TAREFA 1. No trecho sobre acontecimentos estranhos, do que muitos consideram essas manifestações uma evidência?
TAREFA 2. Indique se cada afirmação abaixo está de acordo com o trecho sobre acontecimentos estranhos, respondendo sim ou não e citando as palavras do texto que o comprovam: (a) pedras e copos de água voaram pelo ar; (b) nenhum desses acontecimentos foi bem atestado; (c) em geral, as manifestações tranquilizam os observadores.

TRECHO SELECIONADO.
********************

Capítulo 10
Trata-se duma impostura magistral?
NO DECORRER dos séculos, os homens têm presenciado os mais estranhos acontecimentos. Pedras, copos de água e coisas semelhantes têm voado pelo ar como que movidos por mãos invisíveis. Vozes, batidas e outros ruídos foram ouvidos, embora não houvesse nenhuma fonte ou causa aparente para eles. Figuras sombrias apareceram e depois desapareceram depressa. Às vezes, tais acontecimentos foram tão bem atestados, que há pouca margem para dúvida.
Muitos acham que manifestações desta espécie são evidência de que a morte não acaba com a existência consciente. Alguns crêem que espíritos de defuntos procuram de algum modo atrair a atenção dos vivos e comunicar-se com eles.
Mas, poderia perguntar-se: Se se tratar deveras de entes queridos falecidos, que procuram entrar em contato com os vivos, por que é que suas manifestações, em geral, amedrontam os observadores? O que há na realidade atrás de tais coisas?

********************

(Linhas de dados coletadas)

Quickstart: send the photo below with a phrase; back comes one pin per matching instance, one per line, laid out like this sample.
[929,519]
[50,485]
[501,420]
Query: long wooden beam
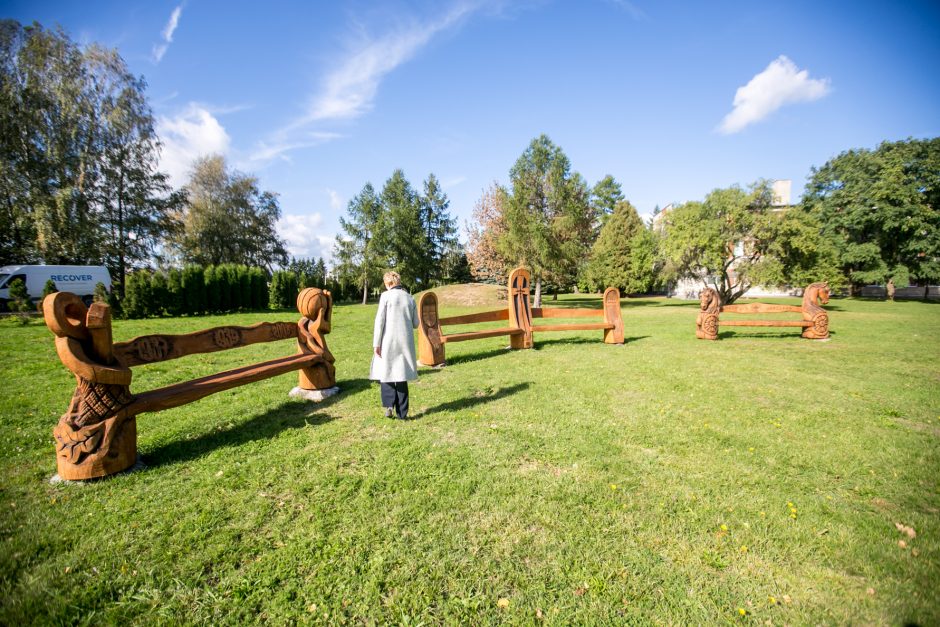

********************

RESPOSTA REDIGIDA 1. De que a morte não acaba com a existência consciente.

RESPOSTA REDIGIDA 2.
(a) Sim: "Pedras, copos de água e coisas semelhantes têm voado pelo ar como que movidos por mãos invisíveis."
(b) Não: "Às vezes, tais acontecimentos foram tão bem atestados, que há pouca margem para dúvida."
(c) Não: "suas manifestações, em geral, amedrontam os observadores"